◆ **Compito a**
Indichi quante righe delle voci contengono la parola "shape", distinguendo tra maiuscole e minuscole. Riporti soltanto il numero.

◆ **Estratto del testo**
_ _ _
Il giornalismo oggi gode di ottima salute (togliete lo stile e la forma mentis giornalistica dalla scena pubblica e dai social e l’Occidente si imballerà come un motore diesel improvvisamente rifornito a benzina), tuttavia i media tradizionali, mi riferisco ai quotidiani, grandi scuole del mestiere, annaspano in conti economici da tregenda: il loro modello di business è vecchio di un buon decennio, la loro «vision» è fumosa persino per gli stessi direttori incaricati di trasferirla in «execution», gli editori guardano solo alla cassa e quindi tagliano le spese, producendo misteriosamente (ai propri occhi) ulteriori numeri rossi. È ragionando su tutto ciò che ho elaborato, per puro divertissment intellettuale, il Protocollo Zafferano.
Ma non è del settore che volevo parlare oggi, bensì della professione: ritengo quella del giornalista una delle più belle che un giovane mediamente sveglio possa scegliere. Cosa c’è di meglio che tentare di capire e raccontare il presente attraverso un accesso alle fonti che è sì, a inizio carriera, tutto da conquistare, con fatica e astuzia, ma che i lettori comuni mai si sogneranno di avere?
A un giovane siffatto consiglio un titolo fresco di pubblicazione: È la stampa, bellezza! Manuale di sopravvivenza per chi scrive sui giornali e per chi li legge. È stampato da Orme editori, conta 128 pagine, costa 10 euro, ed è firmato da un «Anonimo». In questi casi, delle due l’una: o l’autore è un facitore di volumi in cerca di qualche magro arrotondamento economico o è un insider di lungo, lunghissimo corso che tirerà fuori, tra le righe, informazioni preziose. Non ho dubbi, fidatevi: qui siamo nella seconda ipotesi.
Fedele all’essenza di tutti i veri manuali, anche questo ha un lato spassoso. Che i giornali siano come le salsicce («Se sai come sono fatte, diventi vegetariano») è una verità fra tante, e nemmeno più vera delle altre; che la vita di un Giovane Redattore potesse essere così picaresca e istruttiva, non avendo mai lavorato in una redazione (ero in fabbrica, a quell’età), non lo sospettavo.
_ _ _
◆ **Voci grezze**
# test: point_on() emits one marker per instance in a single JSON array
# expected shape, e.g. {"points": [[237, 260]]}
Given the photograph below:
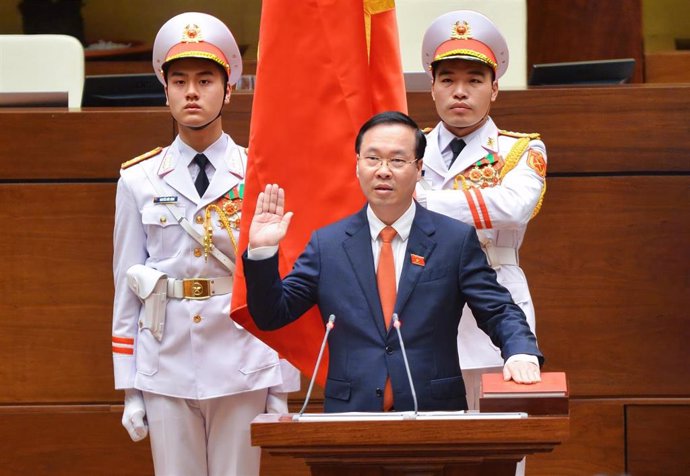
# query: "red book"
{"points": [[548, 397], [553, 384]]}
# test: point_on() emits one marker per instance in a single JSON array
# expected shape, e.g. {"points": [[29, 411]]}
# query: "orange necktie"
{"points": [[385, 279]]}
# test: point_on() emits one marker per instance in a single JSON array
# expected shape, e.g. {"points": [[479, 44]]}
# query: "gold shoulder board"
{"points": [[142, 157], [519, 135]]}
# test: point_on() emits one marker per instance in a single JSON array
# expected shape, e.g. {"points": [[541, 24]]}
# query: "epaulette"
{"points": [[141, 158], [519, 135]]}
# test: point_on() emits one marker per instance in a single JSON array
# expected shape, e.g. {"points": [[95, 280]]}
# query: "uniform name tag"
{"points": [[166, 199]]}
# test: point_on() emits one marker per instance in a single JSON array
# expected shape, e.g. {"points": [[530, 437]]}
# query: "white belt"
{"points": [[199, 288], [500, 255]]}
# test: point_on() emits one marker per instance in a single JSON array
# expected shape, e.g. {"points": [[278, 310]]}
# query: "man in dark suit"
{"points": [[432, 265]]}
_ _ _
◆ **Compito b**
Nell'estratto sul giornalismo, quale editore ha stampato il manuale consigliato ai giovani?

◆ **Risultato a**
7

◆ **Risultato b**
Orme editori.